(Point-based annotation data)
START
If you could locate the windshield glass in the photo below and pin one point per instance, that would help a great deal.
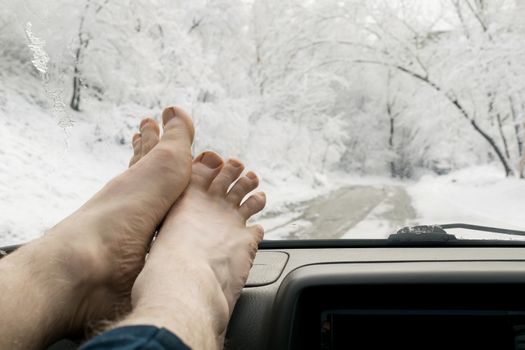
(360, 117)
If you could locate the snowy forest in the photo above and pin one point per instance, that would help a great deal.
(296, 88)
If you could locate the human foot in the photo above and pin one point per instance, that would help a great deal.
(83, 269)
(200, 261)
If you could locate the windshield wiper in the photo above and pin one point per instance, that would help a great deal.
(437, 233)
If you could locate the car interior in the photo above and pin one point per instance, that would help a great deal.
(400, 293)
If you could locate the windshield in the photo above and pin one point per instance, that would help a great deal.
(360, 117)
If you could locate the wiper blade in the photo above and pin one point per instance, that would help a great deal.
(422, 233)
(437, 233)
(484, 228)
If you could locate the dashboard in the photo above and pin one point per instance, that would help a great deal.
(328, 295)
(382, 298)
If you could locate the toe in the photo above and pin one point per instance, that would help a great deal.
(253, 205)
(245, 185)
(149, 131)
(229, 173)
(136, 149)
(164, 173)
(205, 168)
(177, 126)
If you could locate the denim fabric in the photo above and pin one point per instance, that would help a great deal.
(135, 338)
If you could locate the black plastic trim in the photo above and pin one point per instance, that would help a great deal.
(378, 243)
(333, 274)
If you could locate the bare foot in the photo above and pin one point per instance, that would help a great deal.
(83, 269)
(202, 257)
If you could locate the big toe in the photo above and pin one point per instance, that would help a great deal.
(149, 131)
(158, 179)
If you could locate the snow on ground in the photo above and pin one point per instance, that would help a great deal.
(42, 179)
(478, 195)
(45, 174)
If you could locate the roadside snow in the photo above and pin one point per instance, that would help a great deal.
(43, 178)
(478, 195)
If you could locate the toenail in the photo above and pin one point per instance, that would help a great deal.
(168, 114)
(210, 159)
(235, 163)
(143, 123)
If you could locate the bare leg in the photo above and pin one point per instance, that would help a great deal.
(200, 262)
(83, 269)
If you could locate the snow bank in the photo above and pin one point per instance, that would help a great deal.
(477, 195)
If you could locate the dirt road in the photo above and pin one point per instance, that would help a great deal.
(335, 214)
END
◆ **Exercise**: Return exactly, and only, the line containing "If you could locate the toenail" and every line after it through the end of the material.

◆ **Answer below**:
If you could locate the toenail in the photo above and pin one point per instance, that would help a great deal.
(168, 114)
(210, 159)
(235, 163)
(143, 123)
If you could locate the bare leg in the photo above and pin one point per instance, that would help a great deal.
(200, 262)
(83, 269)
If you could locate the snow bank in the photo above and pin one point per instance, that would help a great deal.
(477, 195)
If you could locate the dirt road in the photo above and pin one point per instance, that would help a great deal.
(335, 214)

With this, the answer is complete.